(Teks Pilihan):
+---+

Jangan Mengulangi Kebodohan yang Sama

Oleh : Yustiadi

Siapapun yang menunjukkan kesalahan Anda adalah teman Anda. Mereka yang memberimu pujian adalah algojomu.

-Umar Ibn Khattab Ra.

Sifat bodoh dan kebodohan sejatinya sama sekali tidak berhubungan dengan latar-belakang pendidikan atau sejauhmana kita mempergunakan otak kita untuk daya pikir. Kebodohan atau jahil lebih pada ahlak kita ketika menjalani kehidupan sehari-hari.
Allah berfirman, diantarannya pada ayat-ayat berikut ini:

Dan mereka (orang-orang musyrik Mekah) berkata: “Mengapa tidak diturunkan kepadanya (Muhammad) suatu mukjizat dari Tuhannya?” Katakanlah: “Sesungguhnya Allah kuasa menurunkan suatu mukjizat, tetapi kebanyakan mereka tidak mengetahui”. (Q.S. Al-An’am: 37).

“Dan sekalipun Kami benar-benar menurunkan malaikat kepada mereka, dan orang yang telah mati berbicara dengan mereka dan Kami kumpulkan (pula) di hadapan mereka segala sesuatu (yang mereka inginkan), mereka tidak juga akan beriman, kecuali jika Allah menghendaki. Tapi kebanyakan mereka tidak mengetahui (arti kebenaran)”. (QS. Al-An’am:111).

“Sesungguhnya binatang (makhluk) yang seburuk-buruknya pada sisi Allah ialah; orang-orang yang pekak dan tuli yang tidak mengerti apa-apapun”. (QS. Al-Anfal: 22).

+---+

(Catatan Tersimpan):
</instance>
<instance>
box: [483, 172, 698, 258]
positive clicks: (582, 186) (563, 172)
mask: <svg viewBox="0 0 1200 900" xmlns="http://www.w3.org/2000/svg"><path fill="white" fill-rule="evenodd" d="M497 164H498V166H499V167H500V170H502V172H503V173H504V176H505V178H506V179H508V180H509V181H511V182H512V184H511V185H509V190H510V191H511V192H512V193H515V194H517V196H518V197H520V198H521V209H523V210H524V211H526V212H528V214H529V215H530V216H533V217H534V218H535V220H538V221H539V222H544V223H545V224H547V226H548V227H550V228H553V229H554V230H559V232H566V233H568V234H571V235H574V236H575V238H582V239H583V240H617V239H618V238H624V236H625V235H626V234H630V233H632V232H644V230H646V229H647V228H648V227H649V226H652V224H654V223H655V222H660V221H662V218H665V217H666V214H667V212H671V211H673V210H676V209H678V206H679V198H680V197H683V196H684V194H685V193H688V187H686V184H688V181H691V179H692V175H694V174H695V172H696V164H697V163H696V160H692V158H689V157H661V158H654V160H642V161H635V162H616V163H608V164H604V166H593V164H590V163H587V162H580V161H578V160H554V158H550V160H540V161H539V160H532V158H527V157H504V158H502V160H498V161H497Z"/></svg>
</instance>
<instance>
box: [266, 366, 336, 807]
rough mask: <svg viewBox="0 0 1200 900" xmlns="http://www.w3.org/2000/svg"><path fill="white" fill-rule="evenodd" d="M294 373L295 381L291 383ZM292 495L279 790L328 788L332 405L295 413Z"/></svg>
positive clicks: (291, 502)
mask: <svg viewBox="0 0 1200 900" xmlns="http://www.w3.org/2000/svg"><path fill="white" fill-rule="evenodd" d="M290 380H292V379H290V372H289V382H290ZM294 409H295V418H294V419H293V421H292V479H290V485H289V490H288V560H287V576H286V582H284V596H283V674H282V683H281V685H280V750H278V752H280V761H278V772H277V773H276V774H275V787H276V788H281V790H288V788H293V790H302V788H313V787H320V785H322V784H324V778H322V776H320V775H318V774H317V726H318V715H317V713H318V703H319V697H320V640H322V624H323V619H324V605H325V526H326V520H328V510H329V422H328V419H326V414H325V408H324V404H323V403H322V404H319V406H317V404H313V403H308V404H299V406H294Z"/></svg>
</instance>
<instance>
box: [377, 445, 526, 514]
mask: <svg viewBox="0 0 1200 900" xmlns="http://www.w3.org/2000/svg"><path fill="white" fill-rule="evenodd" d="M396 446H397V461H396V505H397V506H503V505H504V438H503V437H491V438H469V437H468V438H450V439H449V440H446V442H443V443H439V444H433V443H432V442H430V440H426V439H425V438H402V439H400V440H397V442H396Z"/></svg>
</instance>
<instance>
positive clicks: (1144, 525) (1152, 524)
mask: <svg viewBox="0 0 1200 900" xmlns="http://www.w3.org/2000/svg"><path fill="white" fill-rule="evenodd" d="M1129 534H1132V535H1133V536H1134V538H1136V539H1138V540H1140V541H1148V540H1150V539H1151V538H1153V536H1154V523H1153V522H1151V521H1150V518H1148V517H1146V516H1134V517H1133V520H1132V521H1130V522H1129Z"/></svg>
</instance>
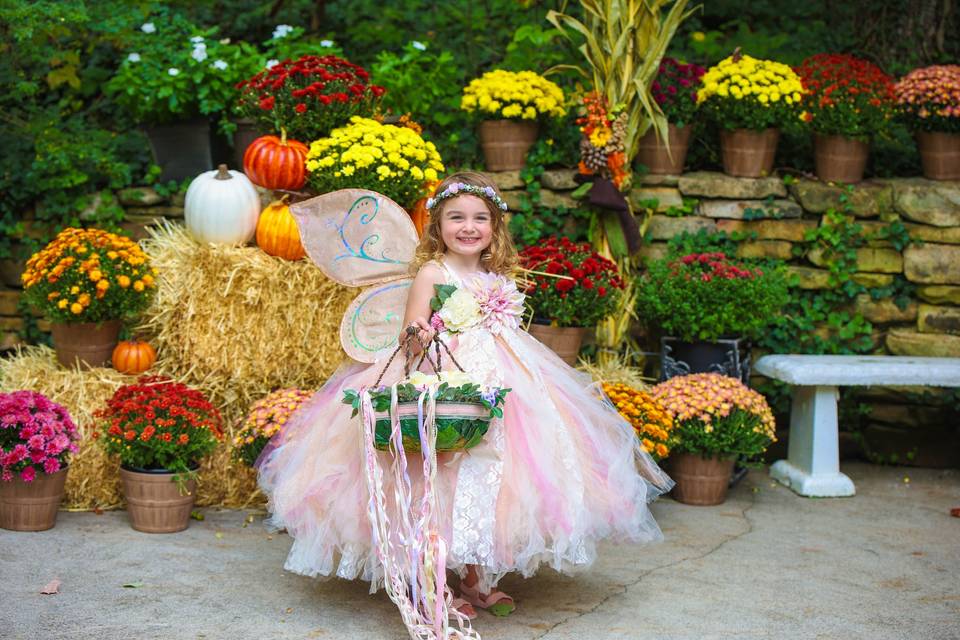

+---+

(Tugas yang Diminta):
[a] Jawablah pertanyaan berikut berdasarkan tulisan tentang kebodohan:
(i) Siapa nama penulis tulisan ini?
(ii) Kepada siapa kutipan pembukanya dikaitkan?
(iii) Dari surat dan ayat mana kutipan tentang orang-orang yang pekak dan tuli diambil?
[b] Ulangi bagian tulisan tentang kebodohan, mulai dari "Jangan Mengulangi Kebodohan" dan terus hingga "pujian adalah algojomu.".
[c] Bagaimana kalimat "Siapapun yang menunjukkan kesalahan Anda adalah teman Anda." dari tulisan tentang kebodohan diterjemahkan ke dalam bahasa Inggris?
Catatan ini diambil dari sumber lain.

(Jawaban Tugas):
[a]
(i) Yustiadi
(ii) Umar Ibn Khattab Ra.
(iii) QS. Al-Anfal: 22

[b]
Jangan Mengulangi Kebodohan yang Sama

Oleh : Yustiadi

Siapapun yang menunjukkan kesalahan Anda adalah teman Anda. Mereka yang memberimu pujian adalah algojomu.

[c] Whoever points out your mistakes is your friend.